→ **GOAL OF THE EXERCISE**
An exact copy of every entry is needed, with the images left out.

→ **EXCERPTED RECORDS**
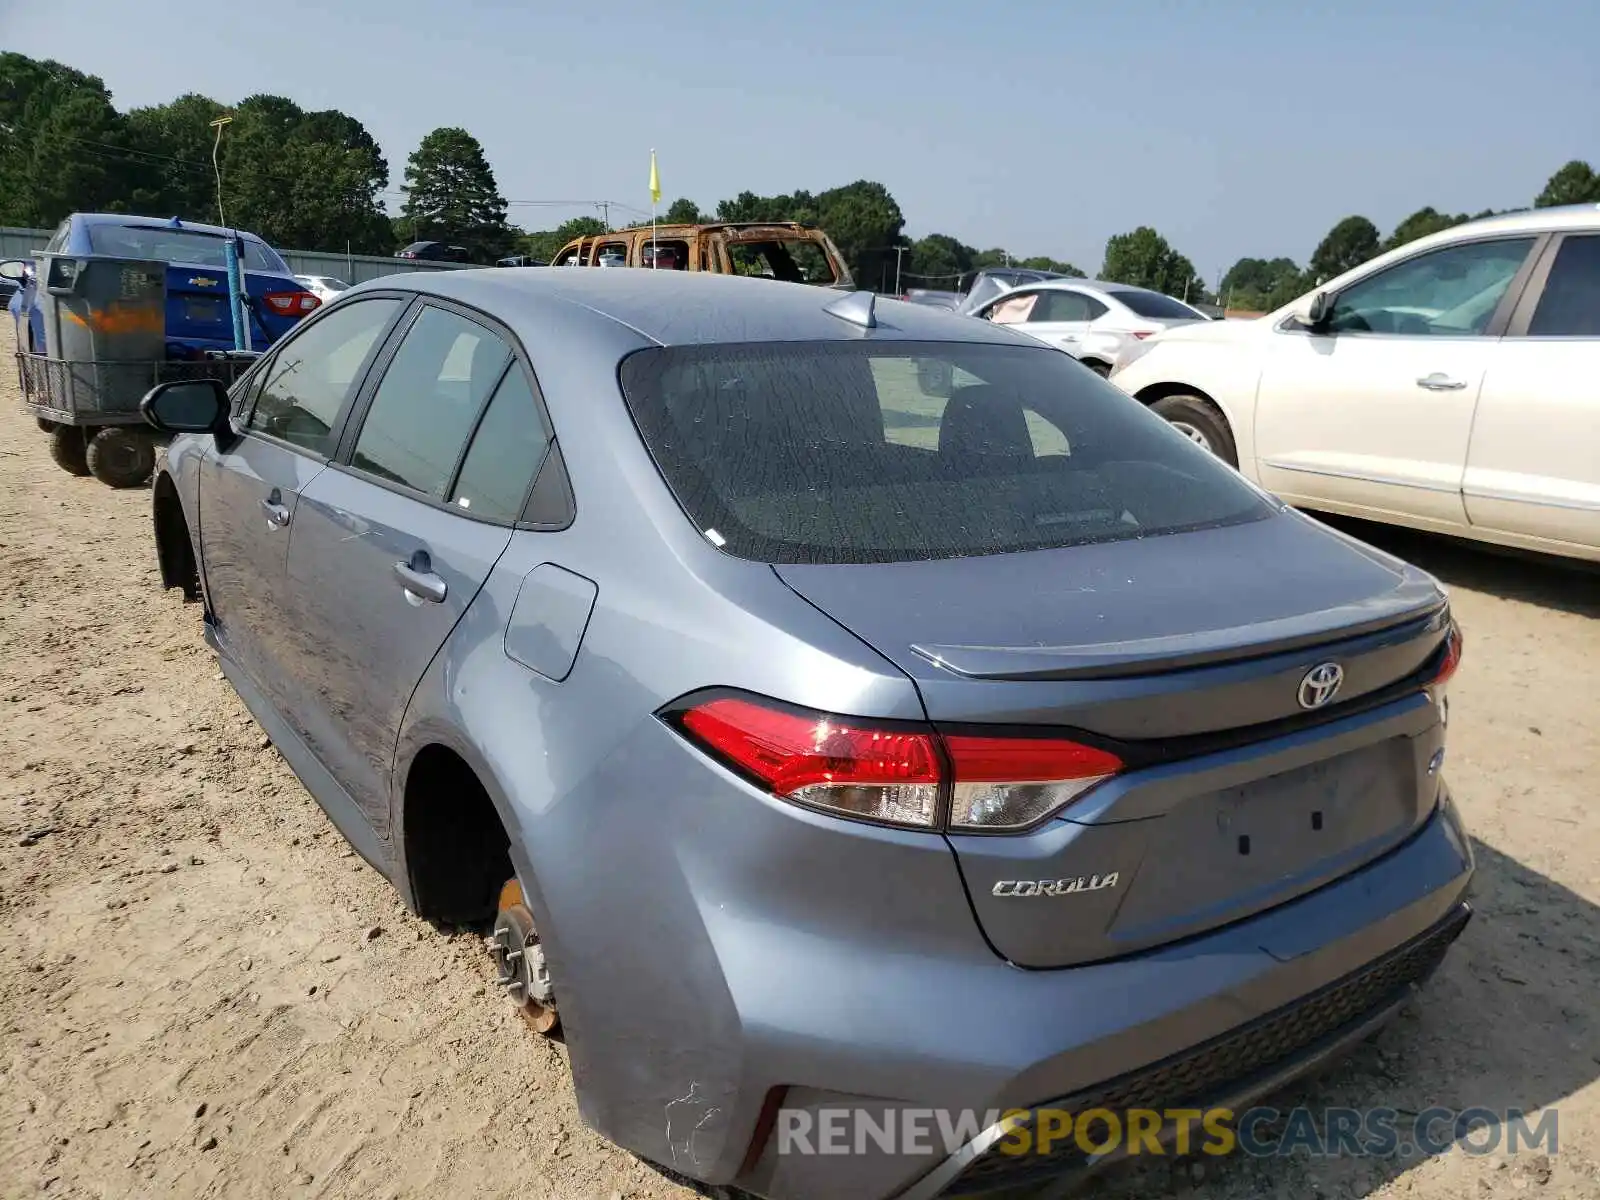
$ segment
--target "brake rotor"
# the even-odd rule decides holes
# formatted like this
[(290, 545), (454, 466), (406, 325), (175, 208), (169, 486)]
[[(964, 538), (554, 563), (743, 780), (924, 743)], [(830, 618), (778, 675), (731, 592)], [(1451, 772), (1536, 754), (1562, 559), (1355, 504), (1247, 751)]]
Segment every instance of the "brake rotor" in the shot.
[(556, 1012), (555, 993), (550, 986), (550, 967), (544, 947), (539, 944), (533, 914), (524, 902), (522, 885), (515, 879), (500, 889), (494, 933), (485, 945), (494, 959), (496, 982), (516, 1005), (522, 1019), (536, 1033), (552, 1032), (561, 1016)]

→ **ANSWER TO THE EXERCISE**
$ segment
--target "brake rotor"
# the even-odd rule decides holes
# formatted like this
[(290, 545), (454, 466), (406, 325), (175, 208), (169, 486)]
[[(964, 538), (554, 563), (743, 780), (924, 743)], [(830, 618), (778, 675), (731, 592)], [(1451, 772), (1536, 754), (1562, 559), (1355, 504), (1247, 751)]]
Segment every instance of the "brake rotor" in the shot.
[(556, 1012), (555, 993), (550, 986), (550, 967), (544, 947), (539, 944), (533, 914), (524, 902), (522, 885), (515, 879), (500, 889), (494, 933), (485, 945), (494, 959), (496, 982), (516, 1005), (522, 1019), (536, 1033), (552, 1032), (561, 1016)]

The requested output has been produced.